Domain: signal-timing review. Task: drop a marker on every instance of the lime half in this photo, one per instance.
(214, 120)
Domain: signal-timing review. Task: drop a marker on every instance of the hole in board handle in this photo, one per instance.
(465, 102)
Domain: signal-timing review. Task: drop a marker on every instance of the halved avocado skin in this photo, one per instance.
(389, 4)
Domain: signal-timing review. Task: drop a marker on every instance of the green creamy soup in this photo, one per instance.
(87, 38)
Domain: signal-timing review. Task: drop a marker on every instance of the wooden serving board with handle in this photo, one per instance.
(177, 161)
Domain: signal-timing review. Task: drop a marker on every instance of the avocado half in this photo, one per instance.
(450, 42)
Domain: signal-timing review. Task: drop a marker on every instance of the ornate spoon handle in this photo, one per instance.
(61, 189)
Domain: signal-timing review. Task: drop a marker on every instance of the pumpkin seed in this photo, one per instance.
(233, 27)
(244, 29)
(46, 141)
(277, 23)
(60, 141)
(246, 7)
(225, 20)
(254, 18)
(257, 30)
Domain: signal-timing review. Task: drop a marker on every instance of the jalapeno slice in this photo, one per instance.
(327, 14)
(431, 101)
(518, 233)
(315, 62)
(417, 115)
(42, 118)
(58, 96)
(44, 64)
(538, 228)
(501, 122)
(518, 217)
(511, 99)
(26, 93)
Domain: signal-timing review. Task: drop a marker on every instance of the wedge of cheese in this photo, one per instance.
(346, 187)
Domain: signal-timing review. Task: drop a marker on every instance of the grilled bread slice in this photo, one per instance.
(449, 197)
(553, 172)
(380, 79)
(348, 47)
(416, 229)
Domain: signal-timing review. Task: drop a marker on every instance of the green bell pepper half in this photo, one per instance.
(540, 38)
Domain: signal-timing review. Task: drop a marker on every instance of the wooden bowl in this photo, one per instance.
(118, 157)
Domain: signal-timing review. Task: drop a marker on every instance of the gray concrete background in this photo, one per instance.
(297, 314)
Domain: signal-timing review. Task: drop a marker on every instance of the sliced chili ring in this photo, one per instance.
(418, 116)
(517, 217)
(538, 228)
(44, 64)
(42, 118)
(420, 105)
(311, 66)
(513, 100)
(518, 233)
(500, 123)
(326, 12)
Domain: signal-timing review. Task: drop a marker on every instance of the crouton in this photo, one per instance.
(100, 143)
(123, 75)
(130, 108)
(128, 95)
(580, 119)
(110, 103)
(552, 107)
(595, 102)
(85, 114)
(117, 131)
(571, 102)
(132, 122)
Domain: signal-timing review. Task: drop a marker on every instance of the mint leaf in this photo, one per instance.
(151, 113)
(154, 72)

* Requirement
Extract all of the data shown above and repeat it verbatim.

* Solution to this task
Domain: signal-timing review. Task: drop a marker on every instance of the lime half in this photo, one per instance.
(214, 120)
Domain: signal-timing review. Task: drop a marker on every instance of the hole in board handle in this photo, one per instance.
(465, 102)
Domain: signal-timing review. Task: drop a marker on every instance of the halved avocado skin in this photo, one per instance.
(389, 4)
Domain: signal-timing review. Task: drop a marker on every instance of the green creamy soup in this photo, one per instance.
(87, 38)
Domain: signal-timing review. Task: drop a marker on every instance of the wooden serving board with handle in this photo, one per instance.
(177, 161)
Domain: signal-timing review. Task: drop a marker on every instance of the avocado half in this photo, one per instance.
(450, 42)
Domain: signal-timing review. Task: drop a marker on every instance of the ornate spoon handle in this photo, one per instance.
(61, 189)
Domain: signal-timing review. Task: drop a marker on every instance of the pumpkin seed in this photo, one per instance.
(233, 27)
(244, 29)
(46, 141)
(277, 23)
(60, 141)
(246, 7)
(225, 20)
(254, 18)
(257, 30)
Domain: signal-timing review. Task: drop a marker on every instance of the jalapeno slice in this photo, one per instance.
(327, 14)
(431, 101)
(518, 233)
(315, 62)
(417, 115)
(42, 118)
(58, 96)
(44, 64)
(538, 228)
(501, 122)
(518, 217)
(511, 99)
(26, 93)
Domain: signal-timing review. Task: drop a marker on every instance of the wedge of cheese in this photo, one per instance.
(346, 187)
Domain: signal-timing review. Task: drop a marker on every instance of the grilled bread slice in this photo, one per instance.
(449, 197)
(553, 172)
(380, 79)
(348, 47)
(416, 229)
Domain: signal-timing review. Task: drop a marker on every instance of the green bell pepper half in this photo, one per instance.
(540, 38)
Domain: signal-timing review. Task: drop a marker on every instance of the wooden bowl in this photo, one per instance.
(118, 157)
Domain: signal-timing review. Task: drop a marker on every instance of the gray concrete background in this photo, one per instance.
(297, 314)
Domain: signal-timing review. Task: drop a marker on every instance of the sliced chili ring in this photo, one per instance.
(418, 116)
(517, 217)
(538, 228)
(44, 64)
(42, 118)
(420, 105)
(311, 66)
(513, 100)
(518, 233)
(500, 123)
(326, 12)
Domain: signal-timing review. Task: drop a marker on every instance of the crouton in this photo, one per instance.
(100, 143)
(123, 75)
(130, 108)
(128, 95)
(580, 119)
(110, 103)
(552, 107)
(595, 102)
(85, 114)
(117, 131)
(571, 102)
(132, 122)
Domain: signal-timing review. Task: drop a marker on every instance of the mint leaf in this photo, one per instance.
(151, 113)
(154, 72)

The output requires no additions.